● WHAT YOU WILL DO:
1) In the child support statute text, what monthly rate of simple interest must a party pay on child support in arrears?
2) Write the next part of the child support statute text, picking up after its last sentence.

● TEXT BLOCK:

191,484
Section 484
. 767.51 (5p) (intro.) of the statutes is amended to read:
767.51 (5p) (intro.) A party ordered to pay child support under this section shall pay simple interest at the rate of 1.5% per month on any amount unpaid, commencing the first day of the 2nd month after the month in which the amount was due in arrears that is equal to or greater than the amount of child support due in one month. If the party no longer has a current obligation to pay child support, interest at the rate of 1.5% per month shall accrue on the total amount of child support in arrears, if any. Interest under this subsection is in lieu of interest computed under s. 807.01 (4), 814.04 (4) or 815.05 (8) and is paid to the clerk of court or support collection designee under s. 767.29. Except as provided in s. 767.29 (1m), the clerk of court or support collection designee, whichever is appropriate, shall apply all payments received for child support as follows:
191,485
Section
485. 767.51 (5p) (intro.) of the statutes, as affected by 1997 Wisconsin Acts 27 and .... (this act), is repealed and recreated to read:
767.51 (5p) (intro.) A party ordered to pay child support under this section shall pay simple interest at the rate of 1.5% per month on any amount in arrears that is equal to or greater than the amount of child support due in one month. If the party no longer has a current obligation to pay child support, interest at the rate of 1.5% per month shall accrue on the total amount of child support in arrears, if any. Interest under this subsection is in lieu of interest computed under s. 807.01 (4), 814.04 (4) or 815.05 (8) and is paid to the department or its designee under s. 767.29. Except as provided in s. 767.29 (1m), the department or its designee, whichever is appropriate, shall apply all payments received for child support as follows:
191,486
Section 486
. 767.51 (5p) (a) of the statutes is amended to read:
767.51 (5p) (a) First, to payment of child support
due within the calendar month during which the payment is withheld from income under s. 767.265 or under similar laws of another state. If payment is not made through income withholding, the clerk or support collection designee, whichever is appropriate, shall first apply child support payments received to payment of child support due within the calendar month during which the payment is received.

Records from a collection
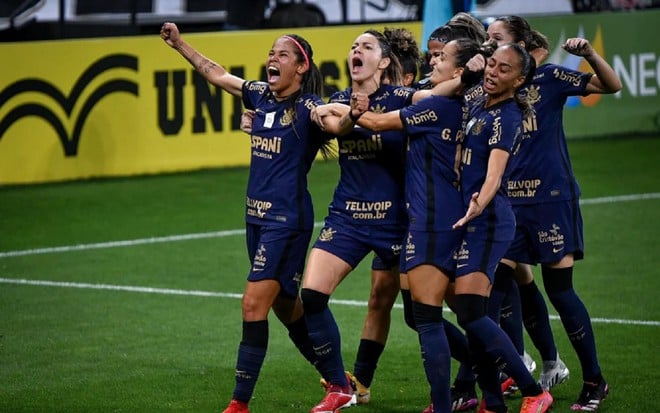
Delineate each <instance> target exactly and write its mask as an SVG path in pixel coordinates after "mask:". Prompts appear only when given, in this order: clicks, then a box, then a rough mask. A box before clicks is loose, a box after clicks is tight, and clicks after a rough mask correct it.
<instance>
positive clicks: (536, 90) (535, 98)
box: [527, 85, 541, 105]
mask: <svg viewBox="0 0 660 413" xmlns="http://www.w3.org/2000/svg"><path fill="white" fill-rule="evenodd" d="M539 89H540V87H539V86H534V85H530V86H529V87H528V88H527V102H528V103H529V104H530V105H535V104H537V103H538V102H539V101H540V100H541V94H540V93H539Z"/></svg>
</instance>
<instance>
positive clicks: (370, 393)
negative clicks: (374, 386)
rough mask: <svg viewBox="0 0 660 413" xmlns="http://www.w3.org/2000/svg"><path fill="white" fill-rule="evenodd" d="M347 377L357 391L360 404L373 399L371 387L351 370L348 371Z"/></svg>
mask: <svg viewBox="0 0 660 413" xmlns="http://www.w3.org/2000/svg"><path fill="white" fill-rule="evenodd" d="M346 378H347V379H348V382H349V383H350V384H351V387H353V391H355V396H356V398H357V402H358V404H367V403H369V400H371V391H370V390H369V387H367V386H365V385H363V384H362V383H360V381H359V380H358V379H357V378H356V377H355V376H354V375H353V374H352V373H351V372H350V371H347V372H346Z"/></svg>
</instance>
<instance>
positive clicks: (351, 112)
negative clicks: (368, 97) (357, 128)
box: [348, 110, 364, 123]
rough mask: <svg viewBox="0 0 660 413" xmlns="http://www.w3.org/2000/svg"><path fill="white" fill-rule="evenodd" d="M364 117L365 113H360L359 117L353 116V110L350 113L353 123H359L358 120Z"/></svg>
mask: <svg viewBox="0 0 660 413" xmlns="http://www.w3.org/2000/svg"><path fill="white" fill-rule="evenodd" d="M362 115H364V112H363V113H360V114H359V115H357V116H353V110H351V111H349V112H348V117H349V118H351V121H353V123H357V121H358V119H360V117H361V116H362Z"/></svg>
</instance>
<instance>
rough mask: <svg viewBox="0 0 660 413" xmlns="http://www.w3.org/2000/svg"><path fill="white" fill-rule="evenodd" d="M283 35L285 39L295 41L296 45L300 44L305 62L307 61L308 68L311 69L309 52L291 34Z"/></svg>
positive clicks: (300, 48)
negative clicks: (290, 34) (289, 35)
mask: <svg viewBox="0 0 660 413" xmlns="http://www.w3.org/2000/svg"><path fill="white" fill-rule="evenodd" d="M282 37H284V38H285V39H289V40H291V41H292V42H294V43H295V44H296V46H298V49H300V52H301V53H302V54H303V57H304V58H305V63H307V68H308V69H309V68H310V66H309V57H307V53H306V52H305V49H303V47H302V45H301V44H300V43H299V42H298V40H296V39H294V38H293V37H291V36H282Z"/></svg>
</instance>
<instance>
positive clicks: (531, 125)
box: [488, 16, 621, 411]
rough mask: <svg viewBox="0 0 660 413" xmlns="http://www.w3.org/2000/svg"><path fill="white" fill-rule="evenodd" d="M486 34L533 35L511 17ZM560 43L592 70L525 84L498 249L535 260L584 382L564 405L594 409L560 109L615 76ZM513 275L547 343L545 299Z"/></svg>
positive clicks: (506, 254)
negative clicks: (514, 233)
mask: <svg viewBox="0 0 660 413" xmlns="http://www.w3.org/2000/svg"><path fill="white" fill-rule="evenodd" d="M488 32H489V35H490V37H491V39H494V40H496V41H502V42H506V41H519V40H518V39H517V38H516V36H518V37H520V38H521V39H522V40H523V41H526V42H530V41H531V42H532V43H533V38H531V39H530V37H529V35H527V37H525V33H530V32H532V31H531V29H529V24H528V23H527V22H526V21H525V20H524V19H522V18H520V17H517V16H508V17H503V18H499V19H497V20H496V21H495V22H494V23H493V24H492V25H491V26H490V27H489V29H488ZM532 33H533V32H532ZM525 39H530V40H525ZM527 44H528V43H527ZM562 47H563V49H564V50H566V51H567V52H568V53H571V54H574V55H576V56H582V57H584V58H585V59H586V60H587V62H588V63H589V65H590V66H591V68H592V69H593V70H594V73H593V74H592V73H583V72H580V71H576V70H572V69H568V68H566V67H561V66H557V65H553V64H546V65H542V66H540V67H539V68H538V69H537V70H536V76H535V77H534V80H533V82H531V84H530V85H528V86H527V87H526V96H527V100H528V101H529V102H530V103H531V104H532V105H533V106H534V109H535V114H534V115H531V116H530V117H529V118H528V119H527V120H526V122H525V125H526V130H525V133H526V134H527V139H525V142H524V144H523V145H522V146H521V149H520V159H521V162H520V163H518V165H517V167H516V168H515V169H514V170H513V171H512V173H511V176H510V178H509V181H508V182H507V189H508V195H509V198H510V199H511V202H512V204H513V205H514V208H515V214H516V220H517V228H516V236H515V239H514V241H513V243H512V244H511V247H510V250H509V251H507V253H506V254H505V258H506V259H507V260H506V261H505V264H507V265H508V266H510V268H511V267H515V266H516V263H529V264H538V263H540V264H541V274H542V277H543V283H544V286H545V290H546V293H547V294H548V298H549V299H550V302H551V303H552V305H553V306H554V307H555V309H556V310H557V312H558V313H559V316H560V318H561V321H562V324H563V326H564V329H565V331H566V333H567V334H568V337H569V339H570V341H571V344H572V345H573V348H574V349H575V351H576V353H577V356H578V358H579V360H580V365H581V368H582V379H583V381H584V384H583V386H582V391H581V392H580V395H579V396H578V399H577V401H576V402H575V403H574V404H573V405H572V406H571V409H572V410H576V411H595V410H597V409H598V407H599V405H600V403H601V402H602V401H603V399H605V397H606V396H607V393H608V391H609V387H608V385H607V383H606V381H605V379H604V378H603V376H602V373H601V369H600V366H599V363H598V357H597V351H596V344H595V338H594V334H593V329H592V326H591V320H590V317H589V313H588V312H587V309H586V307H585V306H584V303H583V302H582V301H581V300H580V298H579V297H578V295H577V293H576V292H575V289H574V288H573V265H574V261H575V260H579V259H582V258H583V256H584V245H583V238H582V218H581V213H580V207H579V196H580V188H579V186H578V184H577V181H576V179H575V176H574V174H573V171H572V167H571V163H570V158H569V154H568V149H567V145H566V137H565V133H564V130H563V122H562V119H563V117H562V112H563V108H564V104H565V103H566V99H567V98H568V97H569V96H584V95H588V94H592V93H615V92H617V91H619V90H620V89H621V81H620V80H619V78H618V77H617V75H616V73H615V72H614V70H613V69H612V67H611V66H610V65H609V64H608V63H607V62H606V61H605V60H604V59H603V58H602V57H601V56H600V55H599V54H598V53H597V52H596V51H595V50H594V49H593V47H592V46H591V45H590V44H589V42H588V41H587V40H585V39H580V38H572V39H568V40H567V41H566V43H565V44H564V45H563V46H562ZM539 217H541V218H542V219H539ZM522 268H523V269H526V268H528V267H526V266H522ZM509 272H511V271H510V270H509ZM517 277H518V279H519V283H520V284H521V285H520V294H521V300H522V303H523V314H525V324H526V326H527V331H528V333H529V334H530V337H532V339H533V340H534V343H535V344H537V342H538V343H543V342H547V339H548V337H547V335H548V331H549V324H548V321H547V308H546V309H545V312H544V311H543V308H544V307H545V304H543V305H541V304H540V301H542V297H541V296H540V293H539V292H538V289H537V288H536V286H535V285H534V283H533V280H532V276H531V271H525V272H524V273H522V277H521V276H520V274H517ZM544 323H545V324H548V325H547V326H546V325H544ZM530 327H532V328H530ZM544 334H545V336H544ZM537 346H538V345H537ZM539 349H540V348H539ZM543 360H544V361H543V372H542V374H541V379H540V383H541V384H542V386H543V387H545V388H549V387H551V386H553V385H555V384H557V383H558V382H560V381H561V380H563V379H564V377H565V376H566V375H567V370H566V371H565V366H563V363H561V360H559V359H558V358H556V359H555V358H547V356H544V357H543Z"/></svg>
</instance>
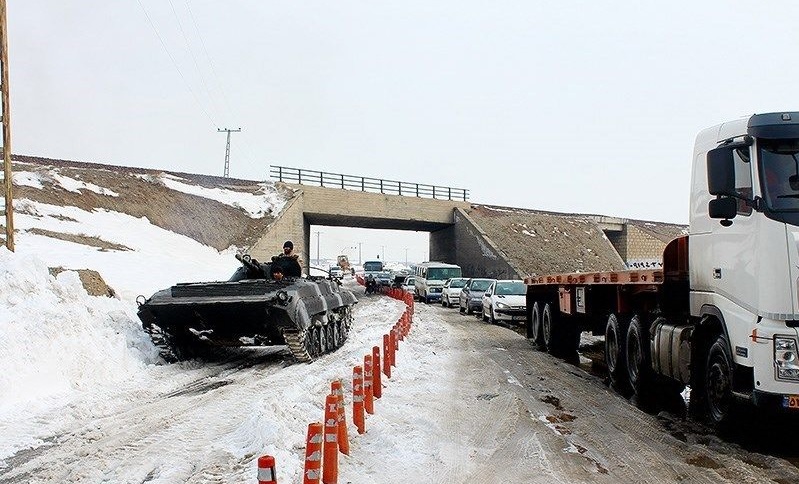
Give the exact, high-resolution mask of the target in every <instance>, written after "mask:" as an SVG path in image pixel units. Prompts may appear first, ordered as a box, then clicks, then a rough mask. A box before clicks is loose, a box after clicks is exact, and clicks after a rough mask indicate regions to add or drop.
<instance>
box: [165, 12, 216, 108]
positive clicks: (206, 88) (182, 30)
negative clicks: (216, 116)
mask: <svg viewBox="0 0 799 484" xmlns="http://www.w3.org/2000/svg"><path fill="white" fill-rule="evenodd" d="M168 1H169V6H170V7H171V8H172V15H174V16H175V21H176V22H177V23H178V30H180V35H181V36H182V37H183V41H184V42H186V50H188V51H189V55H190V56H191V60H192V62H193V63H194V68H195V69H196V70H197V75H198V76H200V83H202V86H203V89H205V94H206V96H207V98H208V101H209V102H210V104H211V111H215V109H214V104H215V103H214V98H213V95H212V94H211V90H210V89H209V88H208V84H207V83H206V82H205V76H203V73H202V71H201V70H200V64H199V63H198V62H197V57H196V56H195V55H194V51H193V50H192V48H191V42H189V38H188V37H187V36H186V31H185V30H183V22H181V21H180V17H179V16H178V12H177V10H175V4H174V3H172V0H168ZM217 114H218V113H217Z"/></svg>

● ANSWERS BY ITEM NUMBER:
1) 1.5% per month.

2)
191,487
Section 487
. 767.52 (2m) of the statutes, as affected by 1997 Wisconsin Act 35, is amended to read:
767.52 (2m) Representation by an attorney appointed under sub. (1) shall be provided only after the results of any genetic tests that were ordered by the court have been completed and only if all of the results fail to show that the alleged father is excluded and fail to give rise to the rebuttable presumption under s. 767.48 (1m) that the alleged father is the father of the child.
191,488
Section 488
. 767.62 of the statutes is repealed and recreated to read:
767.62 Voluntary acknowledgment of paternity. (1) Conclusive determination of paternity. A statement acknowledging paternity that is on file with the state registrar under s. 69.15 (3) (b) 3. after the last day on which a person may timely rescind the statement, as specified in s. 69.15 (3m), is a conclusive determination, which shall be of the same effect as a judgment, of paternity.
(2) Rescission of acknowledgment. (a) A statement acknowledging paternity that is filed with the state registrar under s. 69.15 (3) (b) 3. may be rescinded as provided in s. 69.15 (3m) by a person who signed the statement as a parent of the child who is the subject of the statement.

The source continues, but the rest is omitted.